## Texto de origem:
»»

Quando perguntados sobre personalidades do movimento negro em sala de aula, estudantes lembram de Martin Luther King, Malcolm X ou Panteras Negras. As referências para pensar o antirracismo são sempre as vindas dos Estados Unidos, como se não houvesse movimento negro com força no Brasil. O diagnóstico feito por Jéssika R. S. Silva, professora de História da rede estadual do Rio de Janeiro e doutora em Educação pela UFRJ, aponta para uma lacuna de toda a comunidade escolar.

O que muitos alunos, mães e pais não sabem é que o movimento negro no Brasil, a exemplo da Frente Negra Brasileira (FNB), maior organização política do tipo na primeira metade do século 20, foi fonte de inspiração para a luta dos negros americanos. Nessa mesma linha, a Lei 10.639, de 2003, que tornou obrigatório o ensino de História e Cultura Africana e Afro-Brasileira, foi uma conquista do movimento negro deste país. Algo que o movimento negro nos Estados Unidos nunca conseguiu alcançar.

Angela Davis, intelectual ativista americana de longa trajetória, já afirmou em diversos momentos o quanto ela aprende com as pautas e ações organizadas pelo movimento negro daqui. Em sua avaliação, Lélia Gonzalez (1935-1994), pensadora negra feminista brasileira, lhe ensinou muito mais do que ela teria a nos ensinar.

Embora ainda não reconheçamos amplamente as organizações e as lideranças do movimento negro brasileiro — por nome e sobrenome — nas escolas e na sociedade como um todo, temos lidado com os resultados de suas ações. A lei citada e as políticas de cotas para negros e negras nas universidades e serviços públicos são fortes expressões dessa agência histórica.

««

## Instruções:
A – Por favor, copie do texto sobre o movimento negro o trecho que começa em "Angela Davis, intelectual" e termina em "a nos ensinar.".
B – Responda com base no texto sobre o movimento negro:
(i) Qual foi a maior organização política do movimento negro brasileiro na primeira metade do século 20?
(ii) Que lei tornou obrigatório o ensino de História e Cultura Africana e Afro-Brasileira, e de que ano ela é?
(iii) Segundo Angela Davis, que pensadora brasileira lhe ensinou muito mais do que ela teria a nos ensinar?

## Dados fornecidos:

»»

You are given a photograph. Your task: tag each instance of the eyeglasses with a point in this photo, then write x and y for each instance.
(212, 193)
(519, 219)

««

## Respostas das tarefas:
A –
Angela Davis, intelectual ativista americana de longa trajetória, já afirmou em diversos momentos o quanto ela aprende com as pautas e ações organizadas pelo movimento negro daqui. Em sua avaliação, Lélia Gonzalez (1935-1994), pensadora negra feminista brasileira, lhe ensinou muito mais do que ela teria a nos ensinar.

B –
(i) A Frente Negra Brasileira (FNB).
(ii) A Lei 10.639, de 2003.
(iii) Lélia Gonzalez.